## START Page text
So a typical example of an event that we'll be concerned with
is the probability that some random variable takes on some value.
We then have the notion of conditional probability which is the probability
that one event occurs, assuming that some other event has occurred.
And we'll write this as the probability of A Bar B.
That is the probability of event A, conditioned on the occurrence of event B.
And by definition the probability of A conditioned on
B is equal to the probability that both events A and
B occur, divided by the probability that event B occurs.
We're assuming here that event B occurs with non zero probability so
we don't have any division by zero, okay?
So this is both an informal definition of what we mean by conditional probability as
well as a formal definition of what the notation probability of
A conditioned on B actually means.
With this definition of conditional probability we can now define formally
what it means for two random variables X and Y to be independent.
And actually I'll point out here some notation that I'll generally be
consistent with which is to use capital letters for random variables and
lower case letters for values that those random variables can take.
## END Page text
## START Data block
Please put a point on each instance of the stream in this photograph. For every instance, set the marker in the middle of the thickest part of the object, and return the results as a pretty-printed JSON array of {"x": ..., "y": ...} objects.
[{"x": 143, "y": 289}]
## END Data block
> _Written instruction A_
Return the part of the conditional probability passage running from "And by definition" up to and including "B actually means.".
> _Written instruction B_
In the conditional probability passage, what is assumed about event B so that no division by zero occurs?
> _Written instruction C_
Extend the conditional probability passage past its final sentence.
The listing comes from a separate source.

> _Exercise result A_
And by definition the probability of A conditioned on
B is equal to the probability that both events A and
B occur, divided by the probability that event B occurs.
We're assuming here that event B occurs with non zero probability so
we don't have any division by zero, okay?
So this is both an informal definition of what we mean by conditional probability as
well as a formal definition of what the notation probability of
A conditioned on B actually means.

> _Exercise result B_
Event B is assumed to occur with non-zero probability.

> _Exercise result C_
Okay so here we have random variables capital X and capital Y,
and we'll say that they're independent, if for all possible values X and
Y, the probability that X, takes on the value little x,
conditioned on the event, that random variable Y, takes on value lowercase y.
Is exactly equal to the probability that random variable X takes on the value X in
the first place, i.e.
The fact that the random variable Y takes on any particular value is irrelevant as
far as determining the probability with which X takes on some particular value.
So let's let E1 through EN,
be events, that partition the space of all possibilities.
This means, that the Ei, are all, pairwise impossible.
That means we can't have it be the case that both Ei, and Ej occur for
any i and j.
So that is if E1 occurs, then it's impossible for E2 to occur also, and
if En minus 1 occurs, then it can't be the case that E3 occurs.
Okay, so these events are, are pairwise impossible and
moreover they partition the space of all possibilities in the sense that at least
exactly one of E1 through En have to occur, so some event Ei has to occur.
Then for any other event A we can express the probability of event A as
the sum over all i of the probabilities that A occurs and also Ei occurs.
Right, this completely partitions the possibilities for
when A occurs because some Ei has to occur.
Exactly one of the Ei's has to occur.
And so by summing over the probabilities of A and each of those events Ei,
we recover the total probability that event A occurred.
And then we can break this up further using our definition of
conditional property to be equal to the sum over all i of the probability of
A conditioned on event Ei times the probability of event Ei.
Think, now again, I do assume that you've seen or
encountered all of these concepts before.
This was just meant to be a brief review.
If you haven't, then I would recommend you look at some
introductory probability text.
The first chapter or the first chapter and a half perhaps.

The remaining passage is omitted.